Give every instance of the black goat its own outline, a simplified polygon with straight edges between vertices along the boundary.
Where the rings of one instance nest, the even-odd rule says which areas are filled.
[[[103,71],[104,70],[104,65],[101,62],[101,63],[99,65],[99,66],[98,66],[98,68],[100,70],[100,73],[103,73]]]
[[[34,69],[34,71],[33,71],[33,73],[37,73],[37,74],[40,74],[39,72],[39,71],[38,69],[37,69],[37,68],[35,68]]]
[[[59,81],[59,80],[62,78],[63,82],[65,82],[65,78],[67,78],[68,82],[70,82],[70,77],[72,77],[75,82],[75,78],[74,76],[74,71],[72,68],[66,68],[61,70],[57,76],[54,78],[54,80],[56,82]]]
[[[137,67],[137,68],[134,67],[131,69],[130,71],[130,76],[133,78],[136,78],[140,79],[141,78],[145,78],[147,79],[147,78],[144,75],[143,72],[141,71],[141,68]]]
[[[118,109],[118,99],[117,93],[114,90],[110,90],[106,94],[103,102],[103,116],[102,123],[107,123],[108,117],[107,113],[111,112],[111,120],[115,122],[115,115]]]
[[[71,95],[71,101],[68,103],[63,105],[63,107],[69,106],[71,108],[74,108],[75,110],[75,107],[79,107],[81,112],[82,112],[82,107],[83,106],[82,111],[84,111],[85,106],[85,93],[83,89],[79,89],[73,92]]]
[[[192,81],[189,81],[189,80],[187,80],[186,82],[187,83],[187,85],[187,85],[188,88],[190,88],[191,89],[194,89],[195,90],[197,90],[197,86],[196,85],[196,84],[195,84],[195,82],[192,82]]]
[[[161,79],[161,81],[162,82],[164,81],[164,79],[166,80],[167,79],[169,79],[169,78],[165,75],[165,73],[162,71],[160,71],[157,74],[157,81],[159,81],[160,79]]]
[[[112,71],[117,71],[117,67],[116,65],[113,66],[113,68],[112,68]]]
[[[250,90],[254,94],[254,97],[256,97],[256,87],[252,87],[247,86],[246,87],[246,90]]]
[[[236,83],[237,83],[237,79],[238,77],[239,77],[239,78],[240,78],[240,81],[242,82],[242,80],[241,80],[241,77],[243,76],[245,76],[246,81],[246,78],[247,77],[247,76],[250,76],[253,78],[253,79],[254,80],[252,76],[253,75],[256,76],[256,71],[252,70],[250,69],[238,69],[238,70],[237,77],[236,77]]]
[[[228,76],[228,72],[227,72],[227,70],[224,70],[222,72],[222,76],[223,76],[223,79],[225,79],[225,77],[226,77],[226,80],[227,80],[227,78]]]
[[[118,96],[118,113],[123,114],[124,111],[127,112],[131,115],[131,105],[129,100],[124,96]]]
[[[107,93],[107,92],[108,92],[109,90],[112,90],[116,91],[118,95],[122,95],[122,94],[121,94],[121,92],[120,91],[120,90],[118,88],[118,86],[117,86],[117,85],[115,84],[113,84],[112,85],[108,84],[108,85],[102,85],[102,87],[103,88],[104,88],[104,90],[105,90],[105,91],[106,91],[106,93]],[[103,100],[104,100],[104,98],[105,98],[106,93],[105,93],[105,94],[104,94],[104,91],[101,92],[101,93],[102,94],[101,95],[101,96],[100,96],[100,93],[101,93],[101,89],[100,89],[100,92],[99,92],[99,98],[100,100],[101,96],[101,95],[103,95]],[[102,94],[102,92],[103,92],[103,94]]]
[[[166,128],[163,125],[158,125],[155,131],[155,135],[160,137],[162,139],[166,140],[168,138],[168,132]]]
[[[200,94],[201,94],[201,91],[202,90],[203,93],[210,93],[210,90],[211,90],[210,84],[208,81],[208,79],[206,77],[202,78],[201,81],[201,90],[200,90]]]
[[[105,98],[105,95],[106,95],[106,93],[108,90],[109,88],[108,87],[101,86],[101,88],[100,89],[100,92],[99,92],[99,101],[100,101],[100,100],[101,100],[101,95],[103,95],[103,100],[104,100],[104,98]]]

• _Task prompt_: Retype all of the data shown above, word for word.

• _Solution below_:
Give every instance of the black goat its own outline, a simplified polygon with straight edges between vertices along the boundary.
Where the rings of one instance nest, the even-odd rule says which areas are filled.
[[[103,71],[104,70],[104,65],[101,62],[101,63],[99,65],[99,66],[98,66],[98,68],[100,70],[100,73],[103,73]]]
[[[34,69],[34,71],[33,71],[33,73],[37,73],[37,74],[40,74],[39,72],[39,71],[38,69],[37,69],[37,68],[35,68]]]
[[[59,81],[59,80],[62,78],[63,82],[65,82],[65,78],[67,78],[68,82],[70,82],[70,77],[72,77],[75,82],[75,78],[74,76],[74,71],[72,68],[66,68],[61,70],[57,76],[54,78],[54,80],[56,82]]]
[[[137,67],[137,68],[134,67],[131,69],[130,71],[130,76],[133,78],[136,78],[140,79],[141,78],[145,78],[147,79],[147,78],[144,75],[143,72],[141,71],[141,68]]]
[[[118,109],[118,99],[117,93],[114,90],[110,90],[106,94],[103,102],[103,116],[102,123],[107,123],[108,117],[107,113],[111,112],[111,120],[115,122],[115,115]]]
[[[71,95],[71,101],[68,103],[63,105],[63,107],[69,106],[71,108],[74,108],[75,110],[75,107],[79,107],[81,112],[82,112],[82,107],[83,106],[82,111],[84,111],[85,106],[85,93],[83,89],[79,89],[73,92]]]
[[[192,81],[189,81],[189,80],[187,80],[186,82],[187,83],[187,85],[187,85],[188,88],[190,88],[191,89],[194,89],[195,90],[197,90],[197,86],[196,85],[196,84],[195,84],[195,82],[192,82]]]
[[[161,79],[161,81],[162,82],[164,81],[164,79],[166,80],[167,79],[169,79],[169,78],[165,75],[165,73],[162,71],[160,71],[157,74],[157,81],[159,81],[160,79]]]
[[[112,71],[117,71],[117,67],[116,65],[113,66],[113,68],[112,68]]]
[[[250,90],[254,94],[254,97],[256,97],[256,87],[252,87],[247,86],[246,87],[246,90]]]
[[[236,83],[237,83],[237,79],[238,77],[239,77],[239,78],[240,78],[240,81],[242,82],[242,80],[241,80],[241,77],[243,76],[245,76],[246,81],[246,78],[247,77],[247,76],[250,76],[253,78],[253,79],[254,80],[252,76],[253,75],[256,76],[256,71],[252,70],[250,69],[238,69],[238,70],[237,77],[236,77]]]
[[[228,76],[228,72],[227,72],[227,70],[224,70],[222,72],[222,76],[223,76],[223,79],[225,79],[225,77],[226,77],[226,80],[227,80],[227,78]]]
[[[118,96],[118,113],[123,114],[124,111],[127,112],[131,115],[131,105],[129,100],[124,96]]]
[[[107,93],[107,92],[108,92],[109,90],[112,90],[116,91],[118,95],[122,95],[122,94],[121,94],[121,92],[120,91],[120,90],[118,88],[118,86],[117,86],[117,85],[115,84],[113,84],[112,85],[108,84],[108,85],[102,85],[102,87],[103,88],[104,88],[104,90],[105,90],[105,91],[106,91],[106,93]],[[103,100],[104,100],[104,98],[105,98],[106,93],[105,93],[105,94],[104,94],[104,91],[101,92],[101,93],[102,94],[101,95],[101,96],[100,96],[100,93],[101,93],[101,89],[100,89],[100,92],[99,92],[99,98],[100,100],[101,96],[101,95],[103,95]],[[102,94],[102,92],[103,92],[103,94]]]
[[[166,128],[163,125],[158,125],[155,131],[155,135],[160,137],[162,139],[166,140],[168,138],[168,132]]]
[[[200,94],[201,94],[201,91],[202,90],[203,93],[210,93],[210,90],[211,90],[210,84],[208,81],[208,79],[206,77],[202,78],[201,81],[201,90],[200,90]]]
[[[105,98],[105,95],[106,95],[106,93],[108,90],[109,88],[108,87],[101,86],[101,88],[100,89],[100,92],[99,92],[99,101],[100,101],[100,100],[101,100],[101,95],[103,95],[103,100],[104,100],[104,98]]]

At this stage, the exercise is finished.